_What you are asked to do_
Can you rewrite the passage on two marriages between "I never chose" and "they were adults).", inclusive, replacing "first husband" with "former husband"?

_Selected passage_
============

Then came the trip south that resulted in trauma that drove me from consciousness for many years – years during which other personalities lived my life for me and made the choices they made based on what they believed God was leading them to do. Those choices included divorcing my ex-husband, and building a new relationship w/ a man who was/is truly loving and committed to a life-long marriage relationship w/ the many of me. Now I am back and somehow I must reconcile the fact that I am simultaneously fully emotionally and mentally committed to two men.

I never chose to divorce my first husband; and in all honesty I don’t really think I would/could make that choice. I know in my heart of hearts that if I were not now married to someone else, I would be living with and be fully committed to loving my first husband as I write this. I admit to the possibility that if God had so clearly lead me to divorce my first husband as He did lead those who took over my life for me, then I might have divorced him to protect my children while they were young and vulnerable to his abuse (the whole time I was married to him he never directed his abusive temper at them; but if he had I might have seen the necessity to remain separate from him until they were adults).

Yet my strong commitment to marriage makes me extremely committed to being all the wife my now husband desires. Although he was a stranger to me when I first came back to current time, I was no stranger to him. He has loved me tenderly and with extreme patience and kindness. I can find nothing in this man not to love and be completely committed to. God has shown tremendously generous tender loving care and mercy in bringing this marriage into existence. I would be a fool to do anything to dishonor or injure it.

So you see, I am at polar opposite extremes with myself. My counselor is encouraging me to be patient with myself and give myself time to mentally and emotionally adjust/adapt to my current living situation. I am trying to do that, but each day I live as my dear Beloved’s wife, I must make choices in thought and behavior, word and deed that either strengthen or undermine my current marriage. I am choosing to do and say what I can to nurture and support the marriage I am now in, while being honest with myself about the conflict that tears at my heart and sense of integrity.

As I said in the start of this post, it is a unique situation yet it is not so far different from others who may have gotten carried away in an affair or reconnected with an old flame with whom there had never been good closure and healing. These people may, like me, find themselves with very conflicting feelings and thoughts. If you are one who can relate to my dilemma, then perhaps you will resonate with my resolve to stay honest about confusing and mixed thoughts/feelings while simultaneously taking great care to honor the marriage commitment you are currently in.

I have talked tenderly and carefully to my beloved about the situation I find myself in; and I have asked him to please be patient and give me a sabbatical from physical intimacy while I sort out my thoughts and feelings and endeavor to come to a place where I can again fully offer all that I am to being all that he desires/needs me to be. You may feel the need to do the same. If so, I strongly encourage you to be fully honest and disclosing to someone you can trust to be a good counselor and guide; and also to do the things you are able to nurture the relationship you currently have w/ your dear husband/wife.

============

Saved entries
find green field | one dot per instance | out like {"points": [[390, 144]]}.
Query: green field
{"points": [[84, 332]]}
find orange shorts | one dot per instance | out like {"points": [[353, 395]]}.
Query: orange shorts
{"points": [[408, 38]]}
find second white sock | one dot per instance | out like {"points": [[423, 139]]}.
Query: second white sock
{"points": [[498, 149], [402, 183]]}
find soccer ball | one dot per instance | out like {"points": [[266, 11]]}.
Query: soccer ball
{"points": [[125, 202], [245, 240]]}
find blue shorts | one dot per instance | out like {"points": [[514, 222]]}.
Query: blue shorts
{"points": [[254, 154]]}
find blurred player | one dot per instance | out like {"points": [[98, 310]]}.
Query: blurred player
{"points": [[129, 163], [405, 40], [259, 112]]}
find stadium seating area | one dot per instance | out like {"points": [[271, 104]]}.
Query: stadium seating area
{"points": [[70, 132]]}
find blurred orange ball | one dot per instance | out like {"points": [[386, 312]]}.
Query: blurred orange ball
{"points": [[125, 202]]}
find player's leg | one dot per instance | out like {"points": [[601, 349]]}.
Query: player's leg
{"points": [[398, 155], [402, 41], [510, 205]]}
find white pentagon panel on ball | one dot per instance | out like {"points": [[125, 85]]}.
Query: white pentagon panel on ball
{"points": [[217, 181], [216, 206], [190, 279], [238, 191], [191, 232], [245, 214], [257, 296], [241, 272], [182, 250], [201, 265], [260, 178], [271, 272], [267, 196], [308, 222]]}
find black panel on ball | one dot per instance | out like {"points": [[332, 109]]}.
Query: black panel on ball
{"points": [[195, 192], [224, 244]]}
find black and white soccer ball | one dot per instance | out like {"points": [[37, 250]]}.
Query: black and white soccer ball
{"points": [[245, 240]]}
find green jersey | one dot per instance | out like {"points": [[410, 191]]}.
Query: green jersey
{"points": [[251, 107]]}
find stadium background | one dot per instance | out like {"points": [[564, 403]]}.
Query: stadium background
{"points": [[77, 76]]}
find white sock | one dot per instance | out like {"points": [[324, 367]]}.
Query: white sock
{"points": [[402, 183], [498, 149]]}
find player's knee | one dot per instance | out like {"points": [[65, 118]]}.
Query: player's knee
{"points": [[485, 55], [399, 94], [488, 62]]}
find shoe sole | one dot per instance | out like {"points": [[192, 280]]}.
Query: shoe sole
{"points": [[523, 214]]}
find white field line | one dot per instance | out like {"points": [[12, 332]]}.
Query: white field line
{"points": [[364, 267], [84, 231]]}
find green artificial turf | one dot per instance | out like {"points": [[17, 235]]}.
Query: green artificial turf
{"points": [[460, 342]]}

============

_Expected answer_
I never chose to divorce my former husband; and in all honesty I don’t really think I would/could make that choice. I know in my heart of hearts that if I were not now married to someone else, I would be living with and be fully committed to loving my former husband as I write this. I admit to the possibility that if God had so clearly lead me to divorce my former husband as He did lead those who took over my life for me, then I might have divorced him to protect my children while they were young and vulnerable to his abuse (the whole time I was married to him he never directed his abusive temper at them; but if he had I might have seen the necessity to remain separate from him until they were adults).